Then there’s the tricky question of meat substitutes: Calculating emissions becomes even more difficult when taking into account meat alternatives from companies like Beyond Meat and Impossible Foods, who make 100% plant-based sausages and burger patties from a large selection of produce. Critics argue that these fast growing companies are not disclosing enough information about their supply chains — making it challenging to track how all their ingredients have been grown and sourced, or tallying their true environmental cost. But studies commissioned by both companies indicate that their food products use significantly less water and land than their animal meat counterparts and emit fewer GHG in the process as well.

The point still remains, less meat = good: All this talk about the nitty-gritty details of veganism’s environmental impact shouldn’t obscure the reality that animal products contribute the most GHG out of all the food groups. Environmental Working Group figures showed that nine out of the top 10 CO2 emitters were animal products, with lamb and beef claiming the top two spots. Producing one kilo of lamb emits an estimated 39.2 kilos of CO2 — equivalent to driving some 146 km. Cutting out meat and dairy products from your diet is still the single largest contribution you can make to reduce your environmental impact on an individual level.

### [TASKS TO CARRY OUT]
(A) Repeat word for word the portion of the passage on meat and emissions between "The point still" and "an individual level.", inclusive.
(B) Duplicate the lines of the listing between the lines holding "Where can you spot the front bumper" and "column 745, row 238", inclusive, and give only those lines.

### [RECORDS FOR THE EXERCISE]
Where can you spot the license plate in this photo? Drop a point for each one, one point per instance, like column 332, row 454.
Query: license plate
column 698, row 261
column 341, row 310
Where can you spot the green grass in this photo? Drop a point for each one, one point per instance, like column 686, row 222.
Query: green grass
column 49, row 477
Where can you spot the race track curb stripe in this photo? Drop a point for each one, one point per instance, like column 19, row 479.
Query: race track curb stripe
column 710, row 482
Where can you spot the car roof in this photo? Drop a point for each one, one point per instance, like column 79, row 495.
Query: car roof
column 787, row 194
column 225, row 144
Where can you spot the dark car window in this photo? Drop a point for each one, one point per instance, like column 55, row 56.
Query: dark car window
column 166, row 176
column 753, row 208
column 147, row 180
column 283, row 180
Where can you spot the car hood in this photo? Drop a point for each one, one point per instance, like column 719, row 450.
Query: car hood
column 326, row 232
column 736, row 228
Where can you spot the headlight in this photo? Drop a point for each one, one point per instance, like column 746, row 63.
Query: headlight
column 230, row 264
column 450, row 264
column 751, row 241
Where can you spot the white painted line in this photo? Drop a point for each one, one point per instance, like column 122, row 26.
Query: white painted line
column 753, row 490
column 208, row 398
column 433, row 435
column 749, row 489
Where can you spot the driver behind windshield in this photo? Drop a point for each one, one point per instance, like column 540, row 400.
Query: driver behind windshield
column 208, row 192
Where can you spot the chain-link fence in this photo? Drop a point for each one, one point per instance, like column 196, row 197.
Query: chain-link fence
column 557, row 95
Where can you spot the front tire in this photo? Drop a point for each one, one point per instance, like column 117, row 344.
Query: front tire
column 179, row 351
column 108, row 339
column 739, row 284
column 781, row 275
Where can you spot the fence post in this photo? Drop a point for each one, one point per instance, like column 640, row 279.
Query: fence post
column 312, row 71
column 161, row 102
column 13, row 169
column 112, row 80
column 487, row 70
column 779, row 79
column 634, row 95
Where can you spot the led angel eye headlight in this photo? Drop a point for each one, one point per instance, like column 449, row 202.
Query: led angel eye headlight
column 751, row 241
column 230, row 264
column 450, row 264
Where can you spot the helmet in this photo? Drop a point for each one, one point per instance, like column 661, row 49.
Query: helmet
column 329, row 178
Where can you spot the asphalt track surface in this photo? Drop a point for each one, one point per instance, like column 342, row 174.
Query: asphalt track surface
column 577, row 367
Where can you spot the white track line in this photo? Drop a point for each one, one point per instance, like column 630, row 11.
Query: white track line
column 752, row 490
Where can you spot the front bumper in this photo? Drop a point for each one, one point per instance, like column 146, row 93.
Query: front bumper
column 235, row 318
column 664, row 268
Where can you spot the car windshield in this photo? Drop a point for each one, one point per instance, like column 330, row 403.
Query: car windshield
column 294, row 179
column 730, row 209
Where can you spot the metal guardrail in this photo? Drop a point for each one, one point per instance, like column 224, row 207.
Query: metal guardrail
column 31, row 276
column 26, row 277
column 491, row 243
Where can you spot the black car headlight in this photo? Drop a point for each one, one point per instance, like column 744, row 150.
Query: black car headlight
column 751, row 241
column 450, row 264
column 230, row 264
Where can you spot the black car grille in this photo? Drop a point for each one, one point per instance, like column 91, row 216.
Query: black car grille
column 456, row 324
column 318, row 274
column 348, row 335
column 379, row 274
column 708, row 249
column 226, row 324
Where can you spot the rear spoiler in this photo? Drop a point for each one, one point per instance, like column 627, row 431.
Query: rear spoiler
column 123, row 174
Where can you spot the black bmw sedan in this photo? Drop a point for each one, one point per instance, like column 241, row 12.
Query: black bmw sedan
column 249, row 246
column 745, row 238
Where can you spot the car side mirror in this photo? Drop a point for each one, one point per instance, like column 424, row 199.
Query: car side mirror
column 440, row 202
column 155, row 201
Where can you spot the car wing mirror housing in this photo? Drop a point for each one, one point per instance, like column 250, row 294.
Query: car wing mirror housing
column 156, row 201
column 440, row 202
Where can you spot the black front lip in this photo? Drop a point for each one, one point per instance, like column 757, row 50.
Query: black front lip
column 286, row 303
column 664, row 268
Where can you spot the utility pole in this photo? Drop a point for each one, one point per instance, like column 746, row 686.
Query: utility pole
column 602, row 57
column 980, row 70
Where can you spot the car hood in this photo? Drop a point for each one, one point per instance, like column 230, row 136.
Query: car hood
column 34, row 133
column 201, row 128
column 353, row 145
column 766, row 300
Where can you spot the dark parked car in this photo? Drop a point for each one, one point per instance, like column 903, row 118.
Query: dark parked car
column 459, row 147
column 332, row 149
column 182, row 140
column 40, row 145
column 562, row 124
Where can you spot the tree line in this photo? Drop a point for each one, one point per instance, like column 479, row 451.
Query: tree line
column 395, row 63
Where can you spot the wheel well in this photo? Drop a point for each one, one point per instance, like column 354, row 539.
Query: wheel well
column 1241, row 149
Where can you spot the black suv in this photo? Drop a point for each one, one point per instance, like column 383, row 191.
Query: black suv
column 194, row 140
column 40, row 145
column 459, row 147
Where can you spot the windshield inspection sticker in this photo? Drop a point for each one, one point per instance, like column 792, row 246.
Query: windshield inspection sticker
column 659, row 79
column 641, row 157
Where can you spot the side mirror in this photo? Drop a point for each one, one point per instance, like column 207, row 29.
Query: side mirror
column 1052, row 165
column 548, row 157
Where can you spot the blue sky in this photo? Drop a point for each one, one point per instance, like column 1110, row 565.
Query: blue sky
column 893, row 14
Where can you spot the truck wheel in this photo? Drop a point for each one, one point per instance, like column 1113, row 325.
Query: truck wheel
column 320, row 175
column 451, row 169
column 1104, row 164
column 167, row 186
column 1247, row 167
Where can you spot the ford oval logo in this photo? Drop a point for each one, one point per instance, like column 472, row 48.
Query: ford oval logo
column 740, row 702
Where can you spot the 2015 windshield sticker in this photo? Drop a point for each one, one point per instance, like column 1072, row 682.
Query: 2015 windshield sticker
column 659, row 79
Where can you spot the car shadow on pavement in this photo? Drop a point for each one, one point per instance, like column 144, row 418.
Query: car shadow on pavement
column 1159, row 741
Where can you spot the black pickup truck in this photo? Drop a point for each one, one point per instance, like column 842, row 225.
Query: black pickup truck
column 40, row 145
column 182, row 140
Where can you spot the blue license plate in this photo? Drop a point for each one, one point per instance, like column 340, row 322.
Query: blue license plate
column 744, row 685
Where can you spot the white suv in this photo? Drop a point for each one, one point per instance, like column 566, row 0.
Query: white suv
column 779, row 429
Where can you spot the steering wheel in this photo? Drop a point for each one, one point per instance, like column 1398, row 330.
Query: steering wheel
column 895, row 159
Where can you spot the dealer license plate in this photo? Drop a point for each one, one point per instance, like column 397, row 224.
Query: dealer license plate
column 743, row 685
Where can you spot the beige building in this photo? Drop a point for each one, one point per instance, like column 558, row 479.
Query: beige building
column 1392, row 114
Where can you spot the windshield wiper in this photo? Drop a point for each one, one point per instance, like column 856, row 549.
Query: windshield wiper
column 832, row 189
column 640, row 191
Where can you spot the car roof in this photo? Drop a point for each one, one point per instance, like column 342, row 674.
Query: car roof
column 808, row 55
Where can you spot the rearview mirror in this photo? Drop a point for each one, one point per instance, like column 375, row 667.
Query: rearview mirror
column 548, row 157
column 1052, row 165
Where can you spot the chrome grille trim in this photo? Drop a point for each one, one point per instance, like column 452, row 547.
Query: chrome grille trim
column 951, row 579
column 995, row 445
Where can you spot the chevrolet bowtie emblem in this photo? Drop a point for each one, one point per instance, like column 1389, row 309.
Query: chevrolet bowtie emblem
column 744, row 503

### [ANSWERS TO THE TASKS]
(A)
The point still remains, less meat = good: All this talk about the nitty-gritty details of veganism’s environmental impact shouldn’t obscure the reality that animal products contribute the most GHG out of all the food groups. Environmental Working Group figures showed that nine out of the top 10 CO2 emitters were animal products, with lamb and beef claiming the top two spots. Producing one kilo of lamb emits an estimated 39.2 kilos of CO2 — equivalent to driving some 146 km. Cutting out meat and dairy products from your diet is still the single largest contribution you can make to reduce your environmental impact on an individual level.

(B)
Where can you spot the front bumper in this photo? Drop a point for each one, one point per instance, like column 146, row 93.
Query: front bumper
column 235, row 318
column 664, row 268
Where can you spot the car windshield in this photo? Drop a point for each one, one point per instance, like column 330, row 403.
Query: car windshield
column 294, row 179
column 730, row 209
Where can you spot the metal guardrail in this photo? Drop a point for each one, one point per instance, like column 224, row 207.
Query: metal guardrail
column 31, row 276
column 26, row 277
column 491, row 243
Where can you spot the black car headlight in this photo? Drop a point for each one, one point per instance, like column 744, row 150.
Query: black car headlight
column 751, row 241
column 450, row 264
column 230, row 264
Where can you spot the black car grille in this photo? Drop a point for each one, one point per instance, like column 91, row 216.
Query: black car grille
column 456, row 324
column 318, row 274
column 348, row 335
column 379, row 274
column 708, row 249
column 226, row 324
Where can you spot the rear spoiler in this photo? Drop a point for each one, one point per instance, like column 627, row 431.
Query: rear spoiler
column 123, row 174
Where can you spot the black bmw sedan in this photo? Drop a point for each one, one point per instance, like column 241, row 12.
Query: black bmw sedan
column 249, row 246
column 745, row 238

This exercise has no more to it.